* TEKS BACAAN
^^^^

Suaramuslim.net – Ketika Rasulullah shallallahu alaihi wasallam sampai di Madinah setelah berhijrah dari Makkah, maka di tempat berhentinya unta Rasulullah didirikanlah Masjid Nabawi. Pada saat itu masjid berbentuk persegi dengan luas kira-kira 1.060 meter persegi.
Pada tahun ketujuh Hijriah (628 M), seiring bertambahnya jumlah kaum muslimin maka masjid Nabawi terasa sempit. Melihat kondisi tersebut, Rasulullah memerintahkan untuk memperluas bangunan masjid. Kemudian masjid diperluas dari tiga sisinya, yaitu timur, barat dan utara, hingga luas keseluruhan mencapai 2.475 M2.
Perluasan kedua terjadi pada masa pemerintahan Umar bin Khattab tahun 17 H (638 M). Masjid dibangun ulang dan dilakukan penambahan dari tiga sisinya yaitu selatan, barat dan utara, hingga luasnya mencapai 3.575 M2.
Pada tahun 29 H (649 M), Utsman bin Affan membangun ulang masjid dengan menggunakan batu dan memperluas dari tiga sisinya yaitu selatan, barat dan utara hingga luasnya mencapai 4.071 M2.
Pada tahun 88 H (707 M), Khalifah Umawiyyah yang bernama Walid bin Abdul Malik memerintahkan Gubernur Madinah ketika itu; Umar Bin Abdul Aziz; untuk merekonstruksi dan memperluas masjid dari tiga sisinya yaitu barat, utara dan timur.
Kamar-kamar suci dimasukkan ke dalam masjid (sebelumnya di luar area masjid) dengan tetap mempertahankan kamar Ummul Mukminin Aisyah yang di dalamnya terdapat makam Rasulullah dan kedua sahabat beliau yaitu Abu Bakar As-Siddiq dan Umar bin Khattab. Pada saat ini luas masjid menjadi 6.440 M2.
Pada tahun 161 H (777 M), Khalifah Abbasiyyah yang bernama Al-Mahdi memerintahkan untuk diadakan renovasi sekaligus perluasan masjid. Pada masa ini yang diperluas adalah sisi utara, hingga luas keseluruhan mencapai 8.890 M2.
Tahun 654 H (1256 M), ketika terjadi kebakaran besar, bangunan masjid dipugar ulang tanpa adanya perluasan.
Karena sebagian areal masjid rapuh, maka atas perintah Sultan Dinasti Mamalik yang bernama Al-Asyraf Qaitbay tahun 879 H (1474 M), masjid dibangun ulang tanpa diperluas. Kemudian ada petir yang menyambar sebuah menara utama masjid, sehingga menyebabkan kebakaran besar, maka pada tahun 886 H (1481 M), Sultan Al-Asyraf memerintahkan untuk membangun ulang keseluruhan masjid dan di sisi timur diperluas hingga luas keseluruhan menjadi 9.010 M2 dan dibangun pula menara kelima di atas pintu Rahmah.

^^^^

* YANG HARUS DIKERJAKAN
Menurut teks tentang sejarah perluasan Masjid Nabawi, berapa luas masjid setelah diperluas pada masa Umar bin Khattab?

[Catatan dataset]

^^^^

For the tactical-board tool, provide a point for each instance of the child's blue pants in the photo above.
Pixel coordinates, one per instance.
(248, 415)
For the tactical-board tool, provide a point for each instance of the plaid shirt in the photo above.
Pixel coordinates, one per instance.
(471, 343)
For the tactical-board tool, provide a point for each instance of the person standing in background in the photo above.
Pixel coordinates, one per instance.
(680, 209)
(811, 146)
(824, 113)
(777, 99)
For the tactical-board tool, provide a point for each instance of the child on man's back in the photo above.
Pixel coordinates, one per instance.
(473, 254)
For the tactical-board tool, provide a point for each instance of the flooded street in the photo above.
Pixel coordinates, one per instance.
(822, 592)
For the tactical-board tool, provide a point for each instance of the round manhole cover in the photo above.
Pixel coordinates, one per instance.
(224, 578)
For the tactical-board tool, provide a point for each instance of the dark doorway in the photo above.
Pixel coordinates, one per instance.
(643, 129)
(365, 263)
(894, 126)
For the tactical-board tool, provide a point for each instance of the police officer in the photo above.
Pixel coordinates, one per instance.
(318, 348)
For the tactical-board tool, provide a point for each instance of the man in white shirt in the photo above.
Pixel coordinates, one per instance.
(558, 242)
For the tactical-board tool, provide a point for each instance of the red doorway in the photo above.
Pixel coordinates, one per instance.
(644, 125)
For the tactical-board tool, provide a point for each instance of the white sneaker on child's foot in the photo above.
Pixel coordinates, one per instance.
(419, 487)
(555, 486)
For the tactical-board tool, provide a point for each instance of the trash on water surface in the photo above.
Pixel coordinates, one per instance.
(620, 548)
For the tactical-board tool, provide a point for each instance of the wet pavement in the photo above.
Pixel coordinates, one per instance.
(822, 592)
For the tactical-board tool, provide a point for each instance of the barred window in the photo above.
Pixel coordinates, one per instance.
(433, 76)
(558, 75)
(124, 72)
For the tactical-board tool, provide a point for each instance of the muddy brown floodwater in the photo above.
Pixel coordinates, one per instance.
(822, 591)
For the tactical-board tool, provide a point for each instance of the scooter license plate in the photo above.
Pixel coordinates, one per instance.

^^^^

* HASIL LATIHAN
Luasnya mencapai 3.575 M2.